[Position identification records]
####

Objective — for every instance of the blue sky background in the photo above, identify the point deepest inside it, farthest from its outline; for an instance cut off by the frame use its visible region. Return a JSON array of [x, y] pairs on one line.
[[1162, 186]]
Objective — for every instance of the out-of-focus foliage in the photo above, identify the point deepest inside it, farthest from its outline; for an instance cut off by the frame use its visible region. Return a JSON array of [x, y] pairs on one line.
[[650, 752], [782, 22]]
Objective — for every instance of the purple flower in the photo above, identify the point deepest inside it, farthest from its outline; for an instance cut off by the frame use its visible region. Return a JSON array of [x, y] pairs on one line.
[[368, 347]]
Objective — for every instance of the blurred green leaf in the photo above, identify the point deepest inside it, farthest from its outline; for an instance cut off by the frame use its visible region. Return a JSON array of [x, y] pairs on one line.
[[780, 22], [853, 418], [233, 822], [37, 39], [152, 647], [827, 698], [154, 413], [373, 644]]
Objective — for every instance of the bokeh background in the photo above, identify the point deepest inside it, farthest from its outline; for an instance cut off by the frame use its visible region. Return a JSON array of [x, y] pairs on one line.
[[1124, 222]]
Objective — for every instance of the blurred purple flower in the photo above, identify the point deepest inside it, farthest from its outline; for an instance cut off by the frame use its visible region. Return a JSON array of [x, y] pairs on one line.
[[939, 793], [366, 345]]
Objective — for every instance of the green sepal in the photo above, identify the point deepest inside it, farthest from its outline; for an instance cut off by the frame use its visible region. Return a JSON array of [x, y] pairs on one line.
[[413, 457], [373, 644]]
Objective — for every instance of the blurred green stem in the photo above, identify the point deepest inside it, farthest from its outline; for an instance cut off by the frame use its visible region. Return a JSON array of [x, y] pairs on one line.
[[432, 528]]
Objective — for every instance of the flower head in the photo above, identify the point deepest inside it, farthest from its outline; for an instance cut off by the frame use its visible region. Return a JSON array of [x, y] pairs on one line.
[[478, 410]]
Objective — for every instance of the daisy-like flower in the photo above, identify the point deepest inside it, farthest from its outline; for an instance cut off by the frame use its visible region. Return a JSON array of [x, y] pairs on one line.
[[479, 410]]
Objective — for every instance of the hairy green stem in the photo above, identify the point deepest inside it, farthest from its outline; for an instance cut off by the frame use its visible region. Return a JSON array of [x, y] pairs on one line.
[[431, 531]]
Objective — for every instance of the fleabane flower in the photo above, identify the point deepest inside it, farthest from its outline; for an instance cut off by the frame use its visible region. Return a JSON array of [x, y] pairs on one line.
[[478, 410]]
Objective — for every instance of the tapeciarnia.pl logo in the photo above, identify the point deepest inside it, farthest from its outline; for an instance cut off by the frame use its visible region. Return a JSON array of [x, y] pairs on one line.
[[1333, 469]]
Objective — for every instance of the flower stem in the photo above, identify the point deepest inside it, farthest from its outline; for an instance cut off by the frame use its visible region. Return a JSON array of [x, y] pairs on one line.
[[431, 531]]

####

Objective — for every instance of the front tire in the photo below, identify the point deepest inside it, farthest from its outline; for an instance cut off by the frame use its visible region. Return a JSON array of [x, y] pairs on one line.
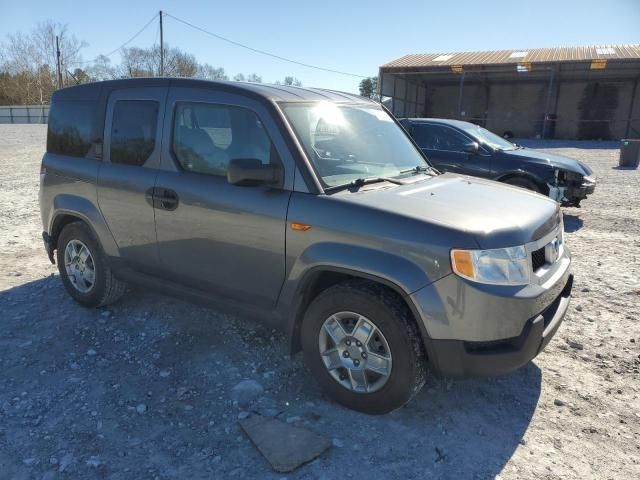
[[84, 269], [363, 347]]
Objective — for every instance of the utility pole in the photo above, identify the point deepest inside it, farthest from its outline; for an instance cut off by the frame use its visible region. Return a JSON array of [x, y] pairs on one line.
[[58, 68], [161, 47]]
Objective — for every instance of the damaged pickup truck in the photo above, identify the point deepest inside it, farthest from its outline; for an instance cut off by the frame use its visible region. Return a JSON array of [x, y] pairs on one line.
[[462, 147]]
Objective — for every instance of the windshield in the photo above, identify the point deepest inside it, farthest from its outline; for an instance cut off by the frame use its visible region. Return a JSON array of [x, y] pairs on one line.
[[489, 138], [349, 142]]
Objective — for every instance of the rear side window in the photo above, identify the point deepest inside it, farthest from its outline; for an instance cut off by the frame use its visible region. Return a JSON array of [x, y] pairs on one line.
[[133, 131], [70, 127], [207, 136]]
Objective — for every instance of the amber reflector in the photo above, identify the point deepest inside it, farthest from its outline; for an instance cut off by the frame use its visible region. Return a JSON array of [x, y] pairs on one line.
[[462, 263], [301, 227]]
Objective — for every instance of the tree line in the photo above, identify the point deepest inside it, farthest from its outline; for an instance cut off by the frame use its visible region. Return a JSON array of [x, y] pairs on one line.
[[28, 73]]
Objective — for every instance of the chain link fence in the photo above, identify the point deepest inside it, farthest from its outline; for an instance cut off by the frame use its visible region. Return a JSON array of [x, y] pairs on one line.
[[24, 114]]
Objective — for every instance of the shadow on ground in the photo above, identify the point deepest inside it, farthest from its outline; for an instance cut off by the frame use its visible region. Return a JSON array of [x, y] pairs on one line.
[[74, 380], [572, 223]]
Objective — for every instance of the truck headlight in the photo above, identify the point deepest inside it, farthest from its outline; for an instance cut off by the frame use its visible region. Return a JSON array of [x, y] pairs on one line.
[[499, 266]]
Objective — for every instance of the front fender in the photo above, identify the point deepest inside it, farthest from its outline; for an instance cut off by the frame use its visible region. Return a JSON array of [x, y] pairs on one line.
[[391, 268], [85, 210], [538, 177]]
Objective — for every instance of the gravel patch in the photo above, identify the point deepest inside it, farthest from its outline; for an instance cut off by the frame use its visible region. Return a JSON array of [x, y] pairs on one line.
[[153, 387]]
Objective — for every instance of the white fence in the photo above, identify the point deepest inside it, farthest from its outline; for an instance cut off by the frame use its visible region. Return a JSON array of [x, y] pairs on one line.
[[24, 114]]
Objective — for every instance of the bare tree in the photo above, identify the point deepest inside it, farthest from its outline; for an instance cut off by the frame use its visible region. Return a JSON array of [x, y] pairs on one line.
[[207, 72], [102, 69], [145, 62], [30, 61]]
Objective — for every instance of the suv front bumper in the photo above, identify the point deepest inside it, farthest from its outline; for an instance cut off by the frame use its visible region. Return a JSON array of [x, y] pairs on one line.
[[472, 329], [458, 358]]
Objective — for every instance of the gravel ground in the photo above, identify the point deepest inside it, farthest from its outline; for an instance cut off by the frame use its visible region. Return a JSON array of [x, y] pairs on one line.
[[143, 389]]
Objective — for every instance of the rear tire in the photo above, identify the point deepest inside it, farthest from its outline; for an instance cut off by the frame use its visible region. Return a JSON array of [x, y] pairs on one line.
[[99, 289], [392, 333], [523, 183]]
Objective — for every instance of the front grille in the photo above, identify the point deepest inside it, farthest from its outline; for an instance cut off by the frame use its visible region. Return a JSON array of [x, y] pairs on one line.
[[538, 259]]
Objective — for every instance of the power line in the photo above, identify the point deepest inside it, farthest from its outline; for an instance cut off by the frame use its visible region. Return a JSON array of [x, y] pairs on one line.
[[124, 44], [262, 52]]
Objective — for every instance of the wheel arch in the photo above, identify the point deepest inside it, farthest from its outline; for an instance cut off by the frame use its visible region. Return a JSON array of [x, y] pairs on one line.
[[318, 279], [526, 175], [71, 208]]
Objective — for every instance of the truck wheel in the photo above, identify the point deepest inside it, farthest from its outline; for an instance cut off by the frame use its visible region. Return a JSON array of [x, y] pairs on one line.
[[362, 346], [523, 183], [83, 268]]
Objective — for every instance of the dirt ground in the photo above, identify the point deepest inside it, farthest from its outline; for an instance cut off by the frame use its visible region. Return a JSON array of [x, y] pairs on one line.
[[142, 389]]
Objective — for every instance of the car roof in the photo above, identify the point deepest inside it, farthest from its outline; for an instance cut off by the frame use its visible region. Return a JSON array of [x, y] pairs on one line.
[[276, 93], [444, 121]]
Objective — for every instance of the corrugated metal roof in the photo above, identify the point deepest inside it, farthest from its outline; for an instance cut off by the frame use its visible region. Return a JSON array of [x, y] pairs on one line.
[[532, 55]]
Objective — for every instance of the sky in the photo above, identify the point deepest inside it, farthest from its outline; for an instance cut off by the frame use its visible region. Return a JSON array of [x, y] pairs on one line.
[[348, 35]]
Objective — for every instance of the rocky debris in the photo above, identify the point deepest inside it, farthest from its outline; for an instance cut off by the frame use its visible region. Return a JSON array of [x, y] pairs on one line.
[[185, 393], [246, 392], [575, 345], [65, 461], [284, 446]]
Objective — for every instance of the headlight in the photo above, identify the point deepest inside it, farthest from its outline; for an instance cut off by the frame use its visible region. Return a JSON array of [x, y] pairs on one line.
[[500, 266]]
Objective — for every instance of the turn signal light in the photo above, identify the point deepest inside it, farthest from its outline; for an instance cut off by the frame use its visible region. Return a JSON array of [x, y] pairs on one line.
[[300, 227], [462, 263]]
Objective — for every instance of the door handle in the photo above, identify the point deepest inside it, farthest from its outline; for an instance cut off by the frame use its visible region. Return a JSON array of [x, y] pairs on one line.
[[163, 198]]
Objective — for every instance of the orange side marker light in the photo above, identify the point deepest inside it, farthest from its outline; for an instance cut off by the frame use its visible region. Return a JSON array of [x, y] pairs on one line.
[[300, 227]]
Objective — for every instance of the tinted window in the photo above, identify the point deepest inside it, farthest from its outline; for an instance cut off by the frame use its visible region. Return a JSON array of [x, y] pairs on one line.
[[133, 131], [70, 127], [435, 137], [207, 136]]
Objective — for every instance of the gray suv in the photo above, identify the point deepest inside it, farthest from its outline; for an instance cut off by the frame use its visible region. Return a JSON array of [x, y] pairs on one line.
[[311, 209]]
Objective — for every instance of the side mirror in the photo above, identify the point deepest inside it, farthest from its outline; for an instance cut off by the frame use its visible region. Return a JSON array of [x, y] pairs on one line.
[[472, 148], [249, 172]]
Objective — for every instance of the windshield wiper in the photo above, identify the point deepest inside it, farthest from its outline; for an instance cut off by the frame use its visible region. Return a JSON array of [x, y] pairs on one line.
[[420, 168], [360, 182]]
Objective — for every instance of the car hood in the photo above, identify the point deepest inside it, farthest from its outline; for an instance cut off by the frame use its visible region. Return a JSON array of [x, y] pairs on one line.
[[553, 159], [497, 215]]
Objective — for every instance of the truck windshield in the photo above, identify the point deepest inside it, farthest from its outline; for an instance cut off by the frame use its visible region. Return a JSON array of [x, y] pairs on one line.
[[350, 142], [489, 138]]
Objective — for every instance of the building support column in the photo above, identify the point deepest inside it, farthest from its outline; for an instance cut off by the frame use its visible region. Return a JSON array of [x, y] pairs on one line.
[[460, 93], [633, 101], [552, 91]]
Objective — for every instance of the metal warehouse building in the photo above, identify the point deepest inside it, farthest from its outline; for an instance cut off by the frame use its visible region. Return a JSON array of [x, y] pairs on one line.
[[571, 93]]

####

▸ **What the exercise asks**
Output the items from the line containing "Objective — for every instance of the blue" through the line containing "[[1162, 186]]", inclusive, as a two-column CSV with columns named "prompt" and "points". Write one row per item, with its text and its answer each in a single quoted field and any line breaks replaced by spaces.

▸ **Result of the exercise**
prompt,points
"Objective — for every instance of the blue sky background in the photo above, identify the point deepest inside it, farthest from its outline; for an instance cut off by the frame use its visible region. Return a JSON array of [x, y] pairs on one line.","[[1162, 186]]"